[Exercise 1] Copy the listing from the line with "Target: dry grass patch" through the end of the listing, switching "yellow flowering bush" to "yellow blooming bush" and leaving everything else the same.

[Passage shown]
2006 Capital Program

The original 2006 $400 million EP Capital program remains unchanged, Duvernay is ahead of schedule with the ongoing 2006 drilling and completion program. The Company will continue to closely monitor natural gas prices and the impact on the second half cash flow and adjust the capital program accordingly. Stronger natural gas prices may lead to a program expansion as the exploration successes, disclosed below, provide additional drilling and facility opportunities. The per well Development gas well deliverabilities are also ahead of expectation which may allow 2006 exit production levels to be achieved with fewer 2006 development wells, providing additional capital flexibility. Full year 2006 facility expenditures of approximately $67.5 million will be significantly less than 2005 facility expenditures of $103.0 million, which will provide more capital for EP drilling and be a benefit to 2006 finding and development costs.

Although the two main development complexes are primarily gas projects, where possible the company will pursue light oil opportunities in the overall portfolio during the balance of 2006. The oil discoveries at Dawson, the Puskwa exploration effort and several successful uphole completions in the Alberta Deep Basin will increase the Company's overall oil production volumes as well as the overall percentage of liquids production.

During the second quarter, the Company's banking facility was syndicated and expanded to $325.0 million from $250.0 million. The Company estimates that it has increased proved producing reserves by approximately 50% thus far in 2006, the majority of which was not utilized in determining the expanded credit facility in April.

Duvernay also plans to continue disposing of smaller non-core properties and re-invest the resultant capital in the two large gas project areas. This inventory of smaller properties is generated by a portion of the exploration program; the more significant new pool discoveries will be retained and developed. This on-going sale of non-core Exploration initiated properties resulted in the sale of Pembina (250 boe/d) during the second quarter for approximately $12.5 million.

In the third quarter, the company has sold a non-core, Peace River High property (80 boe/d net) for $10.0 million.

[Exercise 2] Does each statement agree with the passage on the 2006 capital program? (a) The banking facility grew to $325.0 million from $250.0 million. (b) Facility spending for all of 2006 will be higher than in 2005. (c) Pembina was sold in the third quarter.

[Record set]
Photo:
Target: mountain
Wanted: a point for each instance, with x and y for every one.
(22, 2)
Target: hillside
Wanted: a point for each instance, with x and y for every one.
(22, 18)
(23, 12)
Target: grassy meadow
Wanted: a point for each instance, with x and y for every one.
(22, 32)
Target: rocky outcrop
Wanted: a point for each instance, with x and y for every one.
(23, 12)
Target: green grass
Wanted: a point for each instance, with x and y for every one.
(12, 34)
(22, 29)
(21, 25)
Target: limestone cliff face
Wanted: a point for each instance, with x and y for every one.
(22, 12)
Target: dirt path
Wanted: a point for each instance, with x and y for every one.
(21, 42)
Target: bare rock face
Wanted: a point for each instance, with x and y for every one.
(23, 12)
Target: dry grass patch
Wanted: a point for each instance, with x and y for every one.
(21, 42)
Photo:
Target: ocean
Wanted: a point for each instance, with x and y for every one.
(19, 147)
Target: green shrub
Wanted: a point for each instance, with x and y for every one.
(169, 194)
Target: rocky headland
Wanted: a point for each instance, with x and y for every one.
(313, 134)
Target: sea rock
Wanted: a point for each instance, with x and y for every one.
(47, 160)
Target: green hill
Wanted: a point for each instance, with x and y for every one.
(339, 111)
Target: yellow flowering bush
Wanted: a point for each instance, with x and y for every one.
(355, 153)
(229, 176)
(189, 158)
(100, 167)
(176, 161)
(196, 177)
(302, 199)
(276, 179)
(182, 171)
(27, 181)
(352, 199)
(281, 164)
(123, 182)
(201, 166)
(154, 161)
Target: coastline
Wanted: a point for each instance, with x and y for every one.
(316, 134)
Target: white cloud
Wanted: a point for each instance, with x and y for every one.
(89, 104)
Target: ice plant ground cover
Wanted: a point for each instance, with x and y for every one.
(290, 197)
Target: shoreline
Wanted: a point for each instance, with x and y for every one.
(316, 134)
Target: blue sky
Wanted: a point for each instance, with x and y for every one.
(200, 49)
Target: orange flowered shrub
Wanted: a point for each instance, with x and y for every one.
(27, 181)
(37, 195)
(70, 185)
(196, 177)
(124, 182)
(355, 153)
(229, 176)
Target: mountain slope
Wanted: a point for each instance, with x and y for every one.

[Task solution 1]
Target: dry grass patch
Wanted: a point for each instance, with x and y for every one.
(21, 42)
Photo:
Target: ocean
Wanted: a point for each instance, with x and y for every one.
(19, 147)
Target: green shrub
Wanted: a point for each instance, with x and y for every one.
(169, 194)
Target: rocky headland
Wanted: a point for each instance, with x and y for every one.
(313, 134)
Target: sea rock
Wanted: a point for each instance, with x and y for every one.
(47, 160)
Target: green hill
Wanted: a point for each instance, with x and y for every one.
(339, 111)
Target: yellow blooming bush
Wanted: a point for each instance, with x and y for every one.
(355, 153)
(229, 176)
(189, 158)
(100, 167)
(176, 161)
(196, 177)
(302, 199)
(276, 179)
(182, 171)
(27, 181)
(352, 199)
(281, 164)
(123, 182)
(201, 166)
(154, 161)
Target: coastline
Wanted: a point for each instance, with x and y for every one.
(316, 134)
Target: white cloud
Wanted: a point for each instance, with x and y for every one.
(89, 104)
Target: ice plant ground cover
Wanted: a point for each instance, with x and y for every one.
(290, 197)
Target: shoreline
Wanted: a point for each instance, with x and y for every one.
(316, 134)
Target: blue sky
Wanted: a point for each instance, with x and y for every one.
(200, 49)
Target: orange flowered shrub
Wanted: a point for each instance, with x and y for every one.
(27, 181)
(37, 195)
(70, 185)
(196, 177)
(124, 182)
(355, 153)
(229, 176)
Target: mountain slope
Wanted: a point for each instance, with x and y for every one.

[Task solution 2]
(a) Yes: "the Company's banking facility was syndicated and expanded to $325.0 million from $250.0 million"
(b) No: "Full year 2006 facility expenditures of approximately $67.5 million will be significantly less than 2005 facility expenditures of $103.0 million"
(c) No: "resulted in the sale of Pembina (250 boe/d) during the second quarter for approximately $12.5 million"